▶ PAGE:
= FIS Snowboarding World Championships 2007 =

International snowboarding competition

The FIS Snowboarding World Championships 2007 took place between January 14th and January 20th in Arosa, Switzerland.

==Results==
===Men's Results===
====Snowboard Cross====
The Snowboard Cross finals took place on January 14.

| Medal | Name | Nation | Qualification Time (Seeding) |
|---|---|---|---|
| 1st place, gold medalist(s) | Xavier de Le Rue | France |  |
| 2nd place, silver medalist(s) | Seth Wescott | United States |  |
| 3rd place, bronze medalist(s) | Nate Holland | United States |  |

====Parallel Giant Slalom====
Parallel Giant Slalom finals took place on January 20.

| Medal | Name | Nation | Time |
|---|---|---|---|
| 1st place, gold medalist(s) | Rok Flander | Slovenia |  |
| 2nd place, silver medalist(s) | Philipp Schoch | Switzerland |  |
| 3rd place, bronze medalist(s) | Heinz Inniger | Switzerland |  |

====Parallel Slalom====
The Parallel Slalom finals took place on January 19.

| Medal | Name | Nation | Time |
|---|---|---|---|
| 1st place, gold medalist(s) | Simon Schoch | Switzerland |  |
| 2nd place, silver medalist(s) | Philipp Schoch | Switzerland |  |
| 3rd place, bronze medalist(s) | Rok Flander | Slovenia |  |

====Halfpipe====
The finals took place on January 20.

| Medal | Name | Nation | Score |
|---|---|---|---|
| 1st place, gold medalist(s) | Mathieu Crepel | France |  |
| 2nd place, silver medalist(s) | Kazuhiro Kokubo | Japan |  |
| 3rd place, bronze medalist(s) | Brad Martin | Canada |  |

====Big Air====
Big Air finals took place on January 19.

| Medal | Name | Nation | Score |
|---|---|---|---|
| 1st place, gold medalist(s) | Mathieu Crepel | France |  |
| 2nd place, silver medalist(s) | Antti Autti | Finland |  |
| 3rd place, bronze medalist(s) | Janne Korpi | Finland |  |

===Women's Events===
====Snowboard Cross====
The Snowboard Cross finals took place on January 14.

| Medal | Name | Nation | Qualification Time (Seeding) |
|---|---|---|---|
| 1st place, gold medalist(s) | Lindsey Jacobellis | United States |  |
| 2nd place, silver medalist(s) | Sandra Frei | Switzerland |  |
| 3rd place, bronze medalist(s) | Helene Olafsen | Norway |  |

====Parallel Giant Slalom====
Parallel Giant Slalom finals took place on January 20.

▶ TASK LIST:
(A) According to the page on the 2007 FIS Snowboarding World Championships, in which town and country were the championships held?
(B) Write the next part of the page on the 2007 FIS Snowboarding World Championships, picking up right after its last line.

▶ DATA SECTION:

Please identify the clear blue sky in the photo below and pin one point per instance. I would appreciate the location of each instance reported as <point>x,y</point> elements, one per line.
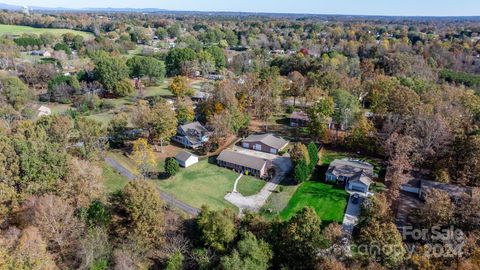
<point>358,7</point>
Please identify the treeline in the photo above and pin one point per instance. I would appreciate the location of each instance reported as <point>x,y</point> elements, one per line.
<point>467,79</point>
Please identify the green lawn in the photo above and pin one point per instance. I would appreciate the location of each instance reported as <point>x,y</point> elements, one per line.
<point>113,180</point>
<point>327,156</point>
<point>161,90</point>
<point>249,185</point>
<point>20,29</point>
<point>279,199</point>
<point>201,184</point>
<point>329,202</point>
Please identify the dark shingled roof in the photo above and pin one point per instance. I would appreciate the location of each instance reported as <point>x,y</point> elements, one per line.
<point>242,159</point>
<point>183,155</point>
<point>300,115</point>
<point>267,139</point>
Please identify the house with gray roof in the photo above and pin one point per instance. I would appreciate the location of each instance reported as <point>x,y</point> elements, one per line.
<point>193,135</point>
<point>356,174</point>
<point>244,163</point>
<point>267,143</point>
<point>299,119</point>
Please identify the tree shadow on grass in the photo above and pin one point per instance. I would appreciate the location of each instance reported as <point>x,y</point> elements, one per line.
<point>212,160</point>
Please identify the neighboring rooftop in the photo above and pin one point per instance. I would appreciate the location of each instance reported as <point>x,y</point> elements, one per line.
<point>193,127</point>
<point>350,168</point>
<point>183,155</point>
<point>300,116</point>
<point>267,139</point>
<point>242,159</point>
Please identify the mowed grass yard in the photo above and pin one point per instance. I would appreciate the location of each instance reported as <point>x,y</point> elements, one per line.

▶ WRITTEN ANSWERS:
(A) Arosa, Switzerland.

(B)
| Medal | Name | Nation | Time |
|---|---|---|---|
| 1st place, gold medalist(s) | Ekaterina Tudigescheva | Russia |  |
| 2nd place, silver medalist(s) | Amelie Kober | Germany |  |
| 3rd place, bronze medalist(s) | Fraenzi Kohli | Switzerland |  |

====Parallel Slalom====
The Parallel Slalom finals took place on January 19.

| Medal | Name | Nation | Time |
|---|---|---|---|
| 1st place, gold medalist(s) | Heidi Neururer | Austria |  |
| 2nd place, silver medalist(s) | Marion Kreiner | Austria |  |
| 3rd place, bronze medalist(s) | Doresia Krings | Austria |  |

====Halfpipe====
The finals took place on January 20.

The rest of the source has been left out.